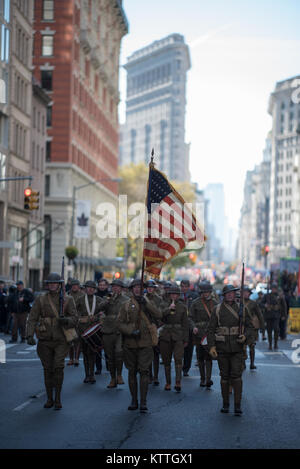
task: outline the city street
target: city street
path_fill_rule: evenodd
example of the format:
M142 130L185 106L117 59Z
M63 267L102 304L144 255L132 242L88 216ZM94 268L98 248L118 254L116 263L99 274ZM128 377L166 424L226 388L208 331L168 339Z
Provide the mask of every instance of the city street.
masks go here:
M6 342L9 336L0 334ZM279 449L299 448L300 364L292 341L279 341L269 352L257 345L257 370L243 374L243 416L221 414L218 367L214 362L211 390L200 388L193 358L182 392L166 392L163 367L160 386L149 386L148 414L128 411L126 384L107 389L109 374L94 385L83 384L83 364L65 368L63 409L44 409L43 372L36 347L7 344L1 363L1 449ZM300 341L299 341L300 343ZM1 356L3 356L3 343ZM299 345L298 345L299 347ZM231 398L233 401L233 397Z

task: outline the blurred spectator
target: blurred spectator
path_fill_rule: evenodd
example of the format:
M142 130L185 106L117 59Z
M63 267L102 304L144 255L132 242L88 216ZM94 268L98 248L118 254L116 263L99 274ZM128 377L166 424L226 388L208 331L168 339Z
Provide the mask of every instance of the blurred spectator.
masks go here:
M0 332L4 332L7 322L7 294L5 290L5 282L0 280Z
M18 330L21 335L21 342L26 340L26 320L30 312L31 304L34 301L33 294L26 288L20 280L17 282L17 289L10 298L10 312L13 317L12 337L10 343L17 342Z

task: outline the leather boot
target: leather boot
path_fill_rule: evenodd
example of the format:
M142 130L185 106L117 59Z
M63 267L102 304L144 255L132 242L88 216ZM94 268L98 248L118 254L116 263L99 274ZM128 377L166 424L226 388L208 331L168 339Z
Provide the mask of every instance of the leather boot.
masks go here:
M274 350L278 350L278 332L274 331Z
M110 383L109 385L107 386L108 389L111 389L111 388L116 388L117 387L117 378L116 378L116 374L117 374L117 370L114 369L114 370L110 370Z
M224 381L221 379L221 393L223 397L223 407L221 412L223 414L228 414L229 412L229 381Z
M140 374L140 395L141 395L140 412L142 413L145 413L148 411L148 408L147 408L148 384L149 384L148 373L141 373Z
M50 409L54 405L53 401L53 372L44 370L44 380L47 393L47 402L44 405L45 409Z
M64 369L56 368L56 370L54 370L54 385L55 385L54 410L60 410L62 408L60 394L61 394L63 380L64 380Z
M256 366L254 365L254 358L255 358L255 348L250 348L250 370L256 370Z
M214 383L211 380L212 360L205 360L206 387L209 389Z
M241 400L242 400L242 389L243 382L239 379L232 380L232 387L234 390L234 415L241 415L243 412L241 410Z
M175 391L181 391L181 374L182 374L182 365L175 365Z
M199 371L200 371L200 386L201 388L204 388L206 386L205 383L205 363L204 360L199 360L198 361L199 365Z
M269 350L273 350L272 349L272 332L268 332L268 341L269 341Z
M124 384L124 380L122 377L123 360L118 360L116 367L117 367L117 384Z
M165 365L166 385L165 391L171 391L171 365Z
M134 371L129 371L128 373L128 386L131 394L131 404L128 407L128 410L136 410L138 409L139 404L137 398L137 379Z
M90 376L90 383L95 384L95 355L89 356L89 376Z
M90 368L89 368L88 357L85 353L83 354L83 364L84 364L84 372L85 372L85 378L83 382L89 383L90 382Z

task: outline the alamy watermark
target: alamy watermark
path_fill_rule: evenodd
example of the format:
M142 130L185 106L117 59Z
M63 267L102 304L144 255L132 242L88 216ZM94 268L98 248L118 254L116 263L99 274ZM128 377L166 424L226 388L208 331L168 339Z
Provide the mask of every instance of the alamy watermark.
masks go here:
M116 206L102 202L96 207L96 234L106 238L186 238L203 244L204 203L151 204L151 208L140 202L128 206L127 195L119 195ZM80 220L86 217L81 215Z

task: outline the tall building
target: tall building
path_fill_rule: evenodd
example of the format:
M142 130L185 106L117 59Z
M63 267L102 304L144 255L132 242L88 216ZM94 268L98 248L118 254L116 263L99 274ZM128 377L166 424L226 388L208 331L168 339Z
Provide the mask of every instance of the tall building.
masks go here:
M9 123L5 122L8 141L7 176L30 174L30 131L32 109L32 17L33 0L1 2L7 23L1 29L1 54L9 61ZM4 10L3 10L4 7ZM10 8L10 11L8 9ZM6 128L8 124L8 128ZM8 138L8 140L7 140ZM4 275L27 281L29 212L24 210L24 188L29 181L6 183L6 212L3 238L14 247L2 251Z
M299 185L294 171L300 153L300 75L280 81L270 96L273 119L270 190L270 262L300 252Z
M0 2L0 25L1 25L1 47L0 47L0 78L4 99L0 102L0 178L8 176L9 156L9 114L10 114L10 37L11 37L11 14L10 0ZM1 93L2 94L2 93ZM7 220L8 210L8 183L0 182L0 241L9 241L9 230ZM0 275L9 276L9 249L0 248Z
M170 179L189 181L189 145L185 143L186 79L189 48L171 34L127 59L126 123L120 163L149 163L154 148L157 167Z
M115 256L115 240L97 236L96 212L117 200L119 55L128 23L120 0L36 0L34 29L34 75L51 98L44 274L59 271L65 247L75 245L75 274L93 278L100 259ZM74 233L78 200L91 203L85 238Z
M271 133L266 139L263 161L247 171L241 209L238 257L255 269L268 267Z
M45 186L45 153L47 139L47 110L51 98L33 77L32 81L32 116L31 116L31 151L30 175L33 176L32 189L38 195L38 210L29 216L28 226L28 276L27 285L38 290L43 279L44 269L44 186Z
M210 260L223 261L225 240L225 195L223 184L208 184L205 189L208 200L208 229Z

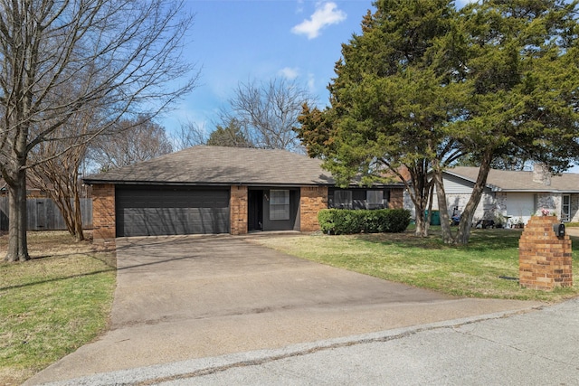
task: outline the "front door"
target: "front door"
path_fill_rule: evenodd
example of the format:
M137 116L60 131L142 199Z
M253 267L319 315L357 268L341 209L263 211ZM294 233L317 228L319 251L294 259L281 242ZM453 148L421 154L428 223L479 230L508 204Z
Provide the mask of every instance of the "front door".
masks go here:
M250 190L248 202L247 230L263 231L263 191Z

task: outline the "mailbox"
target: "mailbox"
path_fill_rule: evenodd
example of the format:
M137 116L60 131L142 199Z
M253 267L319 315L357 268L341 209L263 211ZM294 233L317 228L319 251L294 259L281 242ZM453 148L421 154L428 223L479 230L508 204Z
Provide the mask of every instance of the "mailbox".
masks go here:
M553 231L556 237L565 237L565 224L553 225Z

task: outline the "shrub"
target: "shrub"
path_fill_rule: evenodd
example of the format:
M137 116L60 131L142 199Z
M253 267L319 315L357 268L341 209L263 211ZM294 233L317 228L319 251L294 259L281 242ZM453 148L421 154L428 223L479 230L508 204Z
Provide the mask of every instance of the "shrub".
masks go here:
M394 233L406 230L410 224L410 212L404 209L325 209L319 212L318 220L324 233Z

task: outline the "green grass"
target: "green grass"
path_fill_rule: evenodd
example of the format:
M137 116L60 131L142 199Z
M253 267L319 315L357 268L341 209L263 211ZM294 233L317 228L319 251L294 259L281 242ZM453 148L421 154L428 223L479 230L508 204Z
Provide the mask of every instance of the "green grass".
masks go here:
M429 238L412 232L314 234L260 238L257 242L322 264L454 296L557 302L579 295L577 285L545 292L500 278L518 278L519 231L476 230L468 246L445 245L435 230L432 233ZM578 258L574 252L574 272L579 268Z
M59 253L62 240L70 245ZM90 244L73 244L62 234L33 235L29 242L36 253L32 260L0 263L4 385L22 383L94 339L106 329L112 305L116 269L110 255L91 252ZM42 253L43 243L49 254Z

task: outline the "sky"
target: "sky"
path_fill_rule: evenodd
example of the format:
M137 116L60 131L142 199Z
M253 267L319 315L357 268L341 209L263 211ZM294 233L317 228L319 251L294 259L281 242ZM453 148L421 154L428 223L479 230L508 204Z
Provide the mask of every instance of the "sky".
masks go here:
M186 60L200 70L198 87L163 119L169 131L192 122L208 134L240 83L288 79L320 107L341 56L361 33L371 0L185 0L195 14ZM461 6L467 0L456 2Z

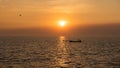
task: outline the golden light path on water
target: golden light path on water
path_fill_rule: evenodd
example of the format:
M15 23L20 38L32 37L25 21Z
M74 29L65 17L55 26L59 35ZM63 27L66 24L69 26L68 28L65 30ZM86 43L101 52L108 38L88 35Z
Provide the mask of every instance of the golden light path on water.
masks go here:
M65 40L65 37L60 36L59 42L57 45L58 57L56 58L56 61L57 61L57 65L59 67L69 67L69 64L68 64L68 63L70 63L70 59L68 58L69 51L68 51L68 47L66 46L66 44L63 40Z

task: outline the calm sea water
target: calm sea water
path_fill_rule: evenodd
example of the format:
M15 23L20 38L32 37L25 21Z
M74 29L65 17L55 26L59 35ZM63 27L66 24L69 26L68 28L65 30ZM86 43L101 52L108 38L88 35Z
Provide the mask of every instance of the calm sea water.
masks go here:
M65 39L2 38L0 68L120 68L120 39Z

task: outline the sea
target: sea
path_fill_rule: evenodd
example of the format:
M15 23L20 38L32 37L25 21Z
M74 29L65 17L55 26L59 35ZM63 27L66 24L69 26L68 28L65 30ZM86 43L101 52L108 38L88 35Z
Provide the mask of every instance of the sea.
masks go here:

▸ STATED EXERCISE
Repeat exactly, and only, the lines of the records above, starting with the line that contains "task: outline the golden light path on water" and ending with the final line, both included.

▸ RESULT OF THIS TASK
task: outline the golden light path on water
target: golden light path on water
path_fill_rule: evenodd
example of the format:
M15 23L20 38L32 37L25 21Z
M74 29L65 17L55 26L59 35ZM63 27L66 24L69 26L68 28L65 30ZM86 43L101 52L108 38L88 35Z
Provide the mask of every instance of the golden light path on water.
masks go here:
M65 40L65 37L60 36L59 42L57 45L58 57L56 58L56 61L57 61L57 65L59 67L69 67L69 64L68 64L68 63L70 63L70 59L68 58L69 51L68 51L68 47L66 46L66 44L63 40Z

task: outline the calm sea water
target: calm sea water
path_fill_rule: evenodd
example of the format:
M15 23L20 38L32 37L25 21Z
M74 29L65 17L55 26L59 35ZM63 27L66 24L69 26L68 28L65 30ZM86 43L101 52L108 38L88 35Z
Provide the mask of every instance of the calm sea water.
masks go here:
M65 39L2 38L0 68L120 68L120 39Z

task: outline the sea
target: sea
path_fill_rule: evenodd
example of the format:
M15 23L20 38L32 37L25 21Z
M74 29L65 17L55 26L59 35ZM63 27L66 24L69 26L68 28L65 30ZM86 43L101 52L108 38L88 35Z
Provide the mask of every instance of the sea.
masks go here:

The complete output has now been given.